Saved data entries:
────────────────────
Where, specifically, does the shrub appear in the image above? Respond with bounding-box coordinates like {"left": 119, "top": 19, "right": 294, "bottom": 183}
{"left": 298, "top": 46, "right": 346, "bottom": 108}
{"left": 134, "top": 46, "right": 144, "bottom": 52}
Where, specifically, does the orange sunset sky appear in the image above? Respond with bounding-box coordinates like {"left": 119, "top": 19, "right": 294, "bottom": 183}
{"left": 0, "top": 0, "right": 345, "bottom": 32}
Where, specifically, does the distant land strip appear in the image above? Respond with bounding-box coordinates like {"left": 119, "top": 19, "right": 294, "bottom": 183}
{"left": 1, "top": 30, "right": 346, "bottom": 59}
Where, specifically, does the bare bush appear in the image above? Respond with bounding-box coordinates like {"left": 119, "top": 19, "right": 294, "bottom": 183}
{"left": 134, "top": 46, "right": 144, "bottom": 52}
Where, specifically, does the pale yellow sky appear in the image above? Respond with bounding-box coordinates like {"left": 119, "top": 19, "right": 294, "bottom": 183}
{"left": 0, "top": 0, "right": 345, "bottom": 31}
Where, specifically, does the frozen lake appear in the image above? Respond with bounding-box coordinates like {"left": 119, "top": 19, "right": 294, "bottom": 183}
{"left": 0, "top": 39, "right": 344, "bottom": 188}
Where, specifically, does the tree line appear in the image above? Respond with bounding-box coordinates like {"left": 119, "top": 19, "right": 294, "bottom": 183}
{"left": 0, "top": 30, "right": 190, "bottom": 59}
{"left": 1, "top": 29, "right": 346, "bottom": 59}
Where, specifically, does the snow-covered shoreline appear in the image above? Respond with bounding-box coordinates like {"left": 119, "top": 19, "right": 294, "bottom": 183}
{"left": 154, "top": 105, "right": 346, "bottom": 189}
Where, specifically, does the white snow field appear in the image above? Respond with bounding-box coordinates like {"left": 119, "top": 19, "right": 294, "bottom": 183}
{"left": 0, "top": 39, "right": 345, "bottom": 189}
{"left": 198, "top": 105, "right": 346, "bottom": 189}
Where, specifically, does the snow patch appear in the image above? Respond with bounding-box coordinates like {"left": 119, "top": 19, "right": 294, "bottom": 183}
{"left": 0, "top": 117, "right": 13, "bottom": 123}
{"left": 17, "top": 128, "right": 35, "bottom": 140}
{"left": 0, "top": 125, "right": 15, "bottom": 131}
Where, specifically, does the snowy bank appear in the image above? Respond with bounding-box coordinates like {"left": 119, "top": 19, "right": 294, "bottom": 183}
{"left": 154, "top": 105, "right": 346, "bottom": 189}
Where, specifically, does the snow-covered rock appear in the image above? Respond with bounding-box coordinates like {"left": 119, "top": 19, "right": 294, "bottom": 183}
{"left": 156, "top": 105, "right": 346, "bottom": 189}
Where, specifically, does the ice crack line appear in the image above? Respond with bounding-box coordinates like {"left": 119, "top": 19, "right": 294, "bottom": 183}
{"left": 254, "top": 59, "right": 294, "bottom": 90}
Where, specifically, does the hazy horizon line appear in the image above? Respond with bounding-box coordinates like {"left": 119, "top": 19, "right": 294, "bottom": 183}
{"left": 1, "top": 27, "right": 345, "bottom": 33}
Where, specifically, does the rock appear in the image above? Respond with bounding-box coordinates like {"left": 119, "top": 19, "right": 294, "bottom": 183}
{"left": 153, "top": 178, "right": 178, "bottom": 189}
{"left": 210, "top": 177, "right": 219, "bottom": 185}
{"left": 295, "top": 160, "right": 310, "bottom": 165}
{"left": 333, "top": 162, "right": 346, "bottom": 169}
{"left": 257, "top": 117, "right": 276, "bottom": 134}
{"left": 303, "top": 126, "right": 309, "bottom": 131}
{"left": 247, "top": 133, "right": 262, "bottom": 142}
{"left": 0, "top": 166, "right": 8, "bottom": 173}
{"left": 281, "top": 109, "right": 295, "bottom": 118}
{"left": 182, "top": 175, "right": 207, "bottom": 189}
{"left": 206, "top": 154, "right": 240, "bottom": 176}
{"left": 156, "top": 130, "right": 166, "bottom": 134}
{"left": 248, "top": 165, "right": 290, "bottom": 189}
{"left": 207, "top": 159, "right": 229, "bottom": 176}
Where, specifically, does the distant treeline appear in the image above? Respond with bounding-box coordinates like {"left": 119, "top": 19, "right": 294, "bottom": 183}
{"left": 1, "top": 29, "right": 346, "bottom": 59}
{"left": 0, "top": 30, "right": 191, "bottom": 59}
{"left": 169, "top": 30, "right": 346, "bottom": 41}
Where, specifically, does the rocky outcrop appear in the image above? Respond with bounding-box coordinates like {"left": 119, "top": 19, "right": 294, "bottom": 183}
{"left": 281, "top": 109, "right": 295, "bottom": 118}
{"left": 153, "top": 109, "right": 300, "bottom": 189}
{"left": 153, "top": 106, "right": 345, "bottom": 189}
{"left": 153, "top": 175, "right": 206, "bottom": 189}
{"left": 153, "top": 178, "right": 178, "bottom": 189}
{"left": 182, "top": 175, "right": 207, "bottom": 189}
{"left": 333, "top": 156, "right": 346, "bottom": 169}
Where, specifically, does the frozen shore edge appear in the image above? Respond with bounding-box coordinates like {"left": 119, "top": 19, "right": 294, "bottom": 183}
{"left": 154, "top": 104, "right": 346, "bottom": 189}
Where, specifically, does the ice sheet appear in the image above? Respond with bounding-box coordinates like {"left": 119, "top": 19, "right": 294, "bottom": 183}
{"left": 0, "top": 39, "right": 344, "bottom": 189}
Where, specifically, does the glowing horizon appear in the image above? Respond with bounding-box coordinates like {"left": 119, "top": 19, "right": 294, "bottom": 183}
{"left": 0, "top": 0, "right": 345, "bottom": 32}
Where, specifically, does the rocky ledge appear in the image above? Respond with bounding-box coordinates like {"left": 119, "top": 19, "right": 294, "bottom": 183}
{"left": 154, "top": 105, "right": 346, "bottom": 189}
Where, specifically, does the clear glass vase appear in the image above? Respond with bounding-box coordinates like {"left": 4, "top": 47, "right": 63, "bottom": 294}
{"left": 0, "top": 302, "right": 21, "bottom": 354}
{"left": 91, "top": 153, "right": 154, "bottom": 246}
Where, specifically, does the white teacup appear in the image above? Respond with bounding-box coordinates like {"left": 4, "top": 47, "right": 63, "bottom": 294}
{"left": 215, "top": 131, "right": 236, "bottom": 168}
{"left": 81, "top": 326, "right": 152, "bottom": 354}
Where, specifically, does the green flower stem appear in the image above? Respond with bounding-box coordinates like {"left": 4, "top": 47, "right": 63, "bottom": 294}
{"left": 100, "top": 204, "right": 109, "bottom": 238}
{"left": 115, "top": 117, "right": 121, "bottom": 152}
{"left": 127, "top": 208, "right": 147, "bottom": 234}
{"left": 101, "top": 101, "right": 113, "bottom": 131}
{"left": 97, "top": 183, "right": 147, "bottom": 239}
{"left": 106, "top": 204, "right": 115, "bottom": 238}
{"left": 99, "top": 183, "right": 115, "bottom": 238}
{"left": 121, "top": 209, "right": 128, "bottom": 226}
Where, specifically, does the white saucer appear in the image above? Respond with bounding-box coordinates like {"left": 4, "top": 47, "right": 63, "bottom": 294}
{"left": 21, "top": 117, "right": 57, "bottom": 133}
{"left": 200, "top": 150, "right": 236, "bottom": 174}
────────────────────
Work required: The records above should be repeated exactly. Print them all.

Exercise answer:
Where, specifically, does the shrub appear in the image above? Respond with bounding-box coordinates like {"left": 119, "top": 19, "right": 294, "bottom": 183}
{"left": 298, "top": 46, "right": 346, "bottom": 108}
{"left": 134, "top": 46, "right": 144, "bottom": 52}
Where, specifically, does the orange sunset sky appear in the image above? Respond with bounding-box coordinates like {"left": 119, "top": 19, "right": 294, "bottom": 183}
{"left": 0, "top": 0, "right": 345, "bottom": 32}
Where, specifically, does the distant land strip appear in the image above? Respond with bounding-box coordinates like {"left": 119, "top": 19, "right": 294, "bottom": 183}
{"left": 1, "top": 30, "right": 346, "bottom": 59}
Where, specifically, does the bare bush appear in the image above? Respond with bounding-box coordinates like {"left": 119, "top": 19, "right": 294, "bottom": 183}
{"left": 134, "top": 46, "right": 144, "bottom": 52}
Where, specifically, does the pale yellow sky appear in the image above? Respond with bounding-box coordinates like {"left": 119, "top": 19, "right": 294, "bottom": 183}
{"left": 0, "top": 0, "right": 345, "bottom": 31}
Where, specifically, does the frozen lake appear in the image above? Respond with bounding-box coordinates like {"left": 119, "top": 19, "right": 294, "bottom": 183}
{"left": 0, "top": 39, "right": 344, "bottom": 188}
Where, specifically, does the tree line appear in the image above? Respond with bounding-box coordinates like {"left": 119, "top": 19, "right": 294, "bottom": 183}
{"left": 0, "top": 30, "right": 190, "bottom": 59}
{"left": 1, "top": 29, "right": 346, "bottom": 59}
Where, specifically, does the snow-covered shoreline appear in the image above? Respond with bounding-box coordinates like {"left": 119, "top": 19, "right": 294, "bottom": 183}
{"left": 154, "top": 105, "right": 346, "bottom": 189}
Where, specifically, does the white snow field appear in the image above? Respond with bounding-box coordinates like {"left": 119, "top": 19, "right": 294, "bottom": 183}
{"left": 0, "top": 39, "right": 345, "bottom": 189}
{"left": 198, "top": 105, "right": 346, "bottom": 189}
Where, specifically, does the snow patch appear in the image above? Respond with bounding-box coordinates like {"left": 119, "top": 19, "right": 294, "bottom": 183}
{"left": 0, "top": 117, "right": 13, "bottom": 123}
{"left": 17, "top": 128, "right": 35, "bottom": 140}
{"left": 0, "top": 125, "right": 15, "bottom": 131}
Where, specifically, does the snowy bank appear in the image above? Respond with bounding-box coordinates like {"left": 119, "top": 19, "right": 294, "bottom": 183}
{"left": 154, "top": 105, "right": 346, "bottom": 189}
Where, specifically, does the snow-covered rock appear in the image above? Respond with bounding-box coordinates like {"left": 119, "top": 19, "right": 294, "bottom": 183}
{"left": 156, "top": 105, "right": 346, "bottom": 189}
Where, specifically, does the ice crack line appear in the image above? Respond with bounding-box coordinates like {"left": 119, "top": 19, "right": 294, "bottom": 183}
{"left": 254, "top": 59, "right": 294, "bottom": 90}
Where, specifically, does the hazy horizon line appear in the image above? Respond with bounding-box coordinates like {"left": 119, "top": 19, "right": 294, "bottom": 183}
{"left": 1, "top": 27, "right": 345, "bottom": 33}
Where, specifically, does the rock appear in the image above? Respond with bounding-box coordinates like {"left": 119, "top": 19, "right": 294, "bottom": 183}
{"left": 153, "top": 178, "right": 178, "bottom": 189}
{"left": 210, "top": 177, "right": 219, "bottom": 185}
{"left": 295, "top": 160, "right": 310, "bottom": 165}
{"left": 333, "top": 162, "right": 346, "bottom": 169}
{"left": 257, "top": 117, "right": 276, "bottom": 134}
{"left": 303, "top": 126, "right": 309, "bottom": 131}
{"left": 247, "top": 133, "right": 262, "bottom": 142}
{"left": 0, "top": 166, "right": 8, "bottom": 173}
{"left": 281, "top": 109, "right": 295, "bottom": 118}
{"left": 182, "top": 175, "right": 207, "bottom": 189}
{"left": 206, "top": 154, "right": 240, "bottom": 176}
{"left": 156, "top": 130, "right": 166, "bottom": 134}
{"left": 248, "top": 165, "right": 290, "bottom": 189}
{"left": 207, "top": 159, "right": 229, "bottom": 176}
Where, specifically, does the distant treeline appear in the image above? Respond with bounding-box coordinates like {"left": 119, "top": 19, "right": 294, "bottom": 183}
{"left": 1, "top": 29, "right": 346, "bottom": 59}
{"left": 0, "top": 30, "right": 191, "bottom": 59}
{"left": 169, "top": 30, "right": 346, "bottom": 41}
Where, specifically, does the rocky outcrop appear in the image above? Respond with bounding-box coordinates like {"left": 119, "top": 19, "right": 294, "bottom": 183}
{"left": 281, "top": 109, "right": 295, "bottom": 118}
{"left": 153, "top": 109, "right": 300, "bottom": 189}
{"left": 153, "top": 106, "right": 345, "bottom": 189}
{"left": 153, "top": 175, "right": 206, "bottom": 189}
{"left": 153, "top": 178, "right": 178, "bottom": 189}
{"left": 182, "top": 175, "right": 207, "bottom": 189}
{"left": 333, "top": 156, "right": 346, "bottom": 169}
Where, specifically, does the frozen shore edge appear in the image above? Respond with bounding-box coordinates like {"left": 119, "top": 19, "right": 294, "bottom": 183}
{"left": 154, "top": 104, "right": 346, "bottom": 189}
Where, specifically, does the ice sheet appear in the image above? Respond with bounding-box coordinates like {"left": 119, "top": 19, "right": 294, "bottom": 183}
{"left": 0, "top": 39, "right": 344, "bottom": 189}
Where, specifically, does the glowing horizon appear in the image above? Respond with bounding-box coordinates like {"left": 119, "top": 19, "right": 294, "bottom": 183}
{"left": 0, "top": 0, "right": 345, "bottom": 32}
Where, specifically, does the rocky ledge appear in the image above? Respond with bounding-box coordinates like {"left": 119, "top": 19, "right": 294, "bottom": 183}
{"left": 154, "top": 105, "right": 346, "bottom": 189}
Where, specifically, does the clear glass vase appear in the image above? Respond with bounding-box coordinates like {"left": 4, "top": 47, "right": 63, "bottom": 294}
{"left": 0, "top": 302, "right": 21, "bottom": 354}
{"left": 91, "top": 153, "right": 154, "bottom": 246}
Where, specifically, does the white teacup appear in the image above? Respond with bounding-box coordinates like {"left": 4, "top": 47, "right": 63, "bottom": 294}
{"left": 215, "top": 131, "right": 236, "bottom": 168}
{"left": 81, "top": 326, "right": 152, "bottom": 354}
Where, specifically, does the green flower stem appear in the image above? Respond with bounding-box coordinates like {"left": 4, "top": 47, "right": 63, "bottom": 294}
{"left": 100, "top": 204, "right": 109, "bottom": 238}
{"left": 115, "top": 117, "right": 121, "bottom": 152}
{"left": 127, "top": 208, "right": 147, "bottom": 234}
{"left": 101, "top": 101, "right": 113, "bottom": 131}
{"left": 97, "top": 183, "right": 147, "bottom": 239}
{"left": 106, "top": 204, "right": 115, "bottom": 238}
{"left": 99, "top": 183, "right": 115, "bottom": 238}
{"left": 121, "top": 209, "right": 128, "bottom": 226}
Where, specifically, does the white saucer appear in the image above? Respond with bounding-box coordinates like {"left": 4, "top": 47, "right": 63, "bottom": 294}
{"left": 21, "top": 117, "right": 57, "bottom": 133}
{"left": 200, "top": 150, "right": 236, "bottom": 174}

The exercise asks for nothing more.